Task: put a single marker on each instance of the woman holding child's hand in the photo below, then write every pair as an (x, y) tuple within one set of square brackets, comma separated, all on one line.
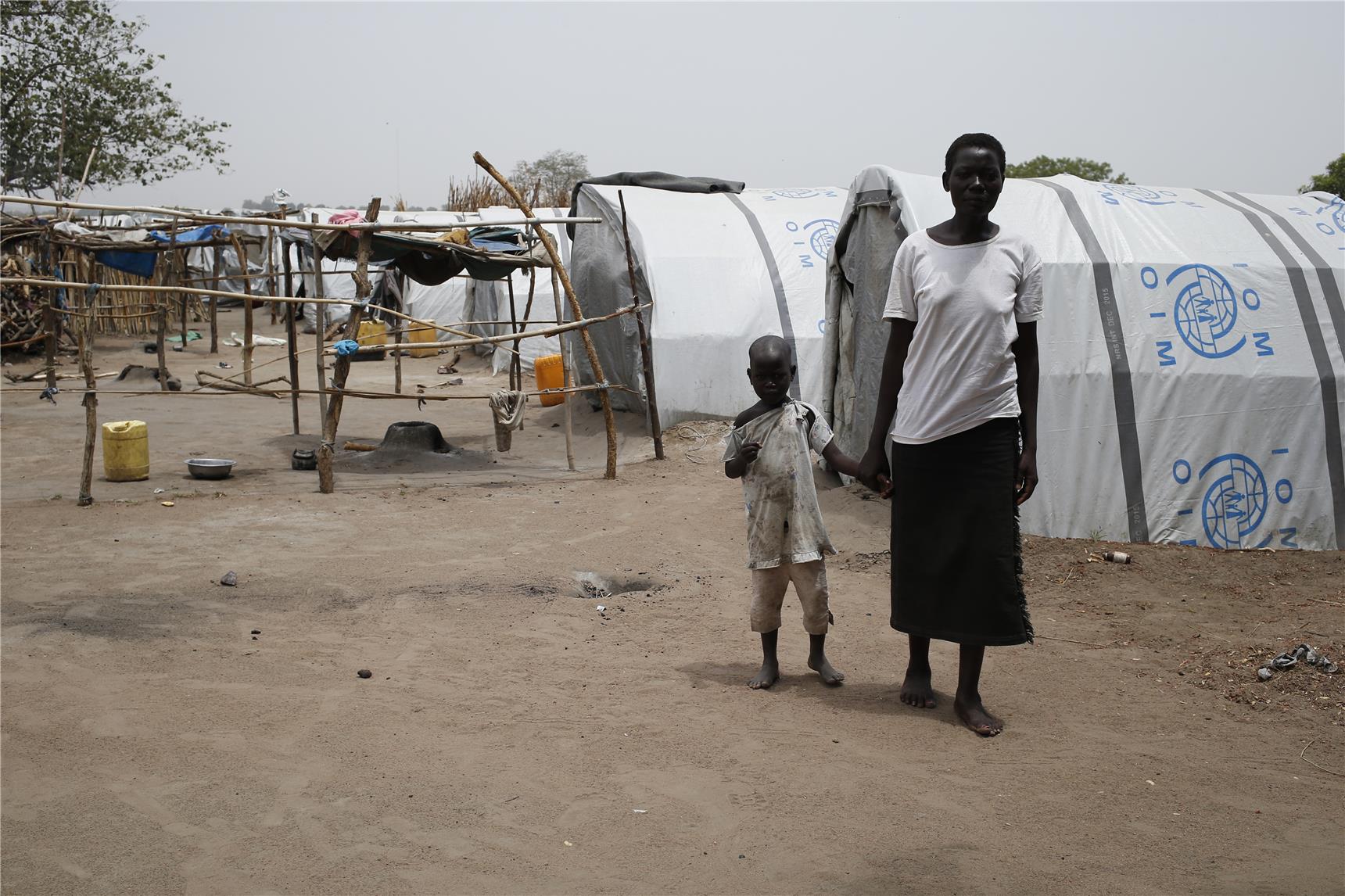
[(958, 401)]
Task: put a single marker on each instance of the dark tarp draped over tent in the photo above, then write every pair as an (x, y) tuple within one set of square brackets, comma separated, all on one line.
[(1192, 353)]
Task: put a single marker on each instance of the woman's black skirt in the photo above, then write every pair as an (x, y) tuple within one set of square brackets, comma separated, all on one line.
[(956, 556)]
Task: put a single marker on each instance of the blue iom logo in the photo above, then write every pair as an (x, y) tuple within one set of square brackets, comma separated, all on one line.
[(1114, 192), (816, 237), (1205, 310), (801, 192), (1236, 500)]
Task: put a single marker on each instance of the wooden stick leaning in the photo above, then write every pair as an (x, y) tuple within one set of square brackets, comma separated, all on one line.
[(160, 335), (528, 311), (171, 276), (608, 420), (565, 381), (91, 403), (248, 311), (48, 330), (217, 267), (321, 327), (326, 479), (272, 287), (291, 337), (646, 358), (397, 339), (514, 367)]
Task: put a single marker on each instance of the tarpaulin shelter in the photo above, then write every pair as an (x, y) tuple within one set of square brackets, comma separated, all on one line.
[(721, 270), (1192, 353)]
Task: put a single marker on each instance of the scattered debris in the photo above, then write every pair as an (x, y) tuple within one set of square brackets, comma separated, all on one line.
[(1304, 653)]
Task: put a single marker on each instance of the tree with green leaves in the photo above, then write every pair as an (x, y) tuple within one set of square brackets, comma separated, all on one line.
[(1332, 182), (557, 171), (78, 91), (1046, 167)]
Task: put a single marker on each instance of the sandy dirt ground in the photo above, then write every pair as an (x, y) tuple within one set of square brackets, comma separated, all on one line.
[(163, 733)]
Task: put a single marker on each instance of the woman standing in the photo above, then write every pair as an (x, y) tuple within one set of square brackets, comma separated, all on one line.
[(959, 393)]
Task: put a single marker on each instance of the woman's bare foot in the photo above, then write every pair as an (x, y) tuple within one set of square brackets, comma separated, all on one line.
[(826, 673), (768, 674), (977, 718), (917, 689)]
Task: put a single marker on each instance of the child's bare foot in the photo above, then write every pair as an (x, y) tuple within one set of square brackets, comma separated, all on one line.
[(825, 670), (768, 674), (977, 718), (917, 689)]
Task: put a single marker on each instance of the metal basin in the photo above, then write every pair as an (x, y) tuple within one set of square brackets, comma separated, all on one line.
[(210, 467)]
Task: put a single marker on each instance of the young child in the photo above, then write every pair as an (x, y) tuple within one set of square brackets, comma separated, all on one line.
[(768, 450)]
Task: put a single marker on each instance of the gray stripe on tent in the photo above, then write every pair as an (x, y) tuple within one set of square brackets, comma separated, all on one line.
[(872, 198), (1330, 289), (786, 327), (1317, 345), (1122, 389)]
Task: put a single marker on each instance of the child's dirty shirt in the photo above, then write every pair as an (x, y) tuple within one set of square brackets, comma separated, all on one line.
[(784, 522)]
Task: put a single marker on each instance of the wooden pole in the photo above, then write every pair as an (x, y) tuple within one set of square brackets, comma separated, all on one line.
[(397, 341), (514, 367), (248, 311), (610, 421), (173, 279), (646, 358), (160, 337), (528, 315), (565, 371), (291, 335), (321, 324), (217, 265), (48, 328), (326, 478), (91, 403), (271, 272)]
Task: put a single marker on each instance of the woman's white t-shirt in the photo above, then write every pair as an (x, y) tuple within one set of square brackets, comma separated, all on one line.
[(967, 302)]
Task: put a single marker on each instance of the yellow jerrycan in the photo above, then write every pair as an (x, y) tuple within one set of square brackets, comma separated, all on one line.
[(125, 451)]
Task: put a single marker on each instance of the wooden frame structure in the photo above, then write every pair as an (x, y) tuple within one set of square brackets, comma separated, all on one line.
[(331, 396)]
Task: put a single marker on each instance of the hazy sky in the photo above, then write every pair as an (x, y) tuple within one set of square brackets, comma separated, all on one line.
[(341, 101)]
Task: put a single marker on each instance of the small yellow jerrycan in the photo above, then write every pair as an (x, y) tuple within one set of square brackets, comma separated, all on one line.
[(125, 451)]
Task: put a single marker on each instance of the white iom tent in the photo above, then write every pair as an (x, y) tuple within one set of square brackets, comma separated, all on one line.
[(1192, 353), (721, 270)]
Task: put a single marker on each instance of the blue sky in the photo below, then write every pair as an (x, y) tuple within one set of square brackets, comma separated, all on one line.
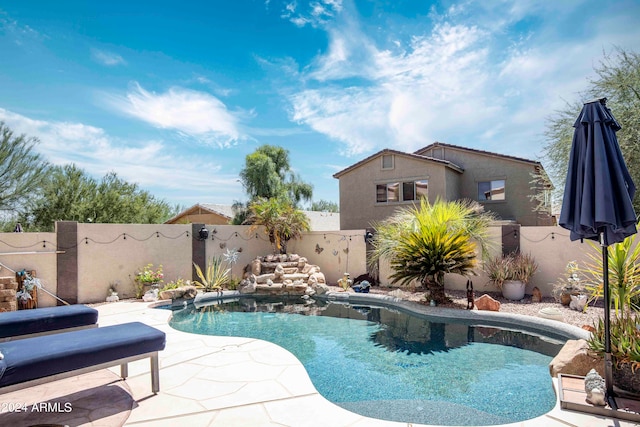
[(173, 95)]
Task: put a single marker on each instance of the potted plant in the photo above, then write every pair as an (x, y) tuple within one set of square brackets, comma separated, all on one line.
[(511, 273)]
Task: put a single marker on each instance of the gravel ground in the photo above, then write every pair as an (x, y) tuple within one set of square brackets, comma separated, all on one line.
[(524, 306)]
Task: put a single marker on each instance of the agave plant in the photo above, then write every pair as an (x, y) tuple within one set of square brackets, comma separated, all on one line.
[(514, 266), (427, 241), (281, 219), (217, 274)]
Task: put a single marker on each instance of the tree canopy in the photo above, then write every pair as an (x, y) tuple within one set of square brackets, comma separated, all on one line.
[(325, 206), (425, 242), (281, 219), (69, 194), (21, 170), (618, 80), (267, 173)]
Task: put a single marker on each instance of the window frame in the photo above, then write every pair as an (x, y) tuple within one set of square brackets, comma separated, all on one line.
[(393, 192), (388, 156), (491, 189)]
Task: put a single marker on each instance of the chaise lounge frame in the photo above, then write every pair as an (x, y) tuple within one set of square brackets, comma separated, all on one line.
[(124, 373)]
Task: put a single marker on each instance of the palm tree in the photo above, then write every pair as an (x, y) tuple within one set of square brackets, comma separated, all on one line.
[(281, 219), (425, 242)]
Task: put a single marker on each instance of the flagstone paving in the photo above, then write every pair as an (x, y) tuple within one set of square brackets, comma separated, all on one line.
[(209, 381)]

··········

EXERCISE:
In the listing above, the line containing "Task: put a single marker on each instance of the potted" and all lines after it are to be restated word for word.

RESPONSE:
Task: put a single marker on each instance of the potted plant in the photo above, then write every pair as an (x, y) tuple within one set of square brackets, comma separated, all on one line.
[(511, 273)]
Task: put a single marker on each instance of the gravel ground in the photo above, then write every pair as an (x, y) tuple within one set of square brackets, comma separated, all on one line.
[(524, 306)]
Task: put a single marker on each instance of the agave plant in the photo above, then write every pair as an (x, y) tuple within one set of square brackets, comma separated, all on one line.
[(514, 266), (427, 241), (281, 219), (217, 274)]
Task: put a single marker on each instance of the tree canopy in the photo above, then write every pair as an (x, y) tuple within one set of square brackets, comma separated, all on one line.
[(325, 206), (425, 242), (281, 219), (69, 194), (21, 170), (618, 80), (267, 173)]
Task: put a single marker on each instance of the window frame in the photo above, then write every pair as an (x, y) tuple within one set of square brackets, comma separated, all on one line.
[(393, 192), (388, 156), (491, 189)]
Task: put a single marker on each instance of the chaise lounge frame in the photo above, then write every pair as an (x, y) tuple within one set of square brackets, comma separated, all on one line.
[(124, 373)]
Task: put a single marker on each instance of the palm tree in the photo above, then write every pair as an (x, y) tuple within one set of square brackets, comma separated, all on one line.
[(281, 219), (425, 242)]
Task: put a single marker on each instance of the flagstone paving in the photo above, then write every pair as an (x, y) tuple within one set of square brackets, comma separated, all on one line.
[(209, 381)]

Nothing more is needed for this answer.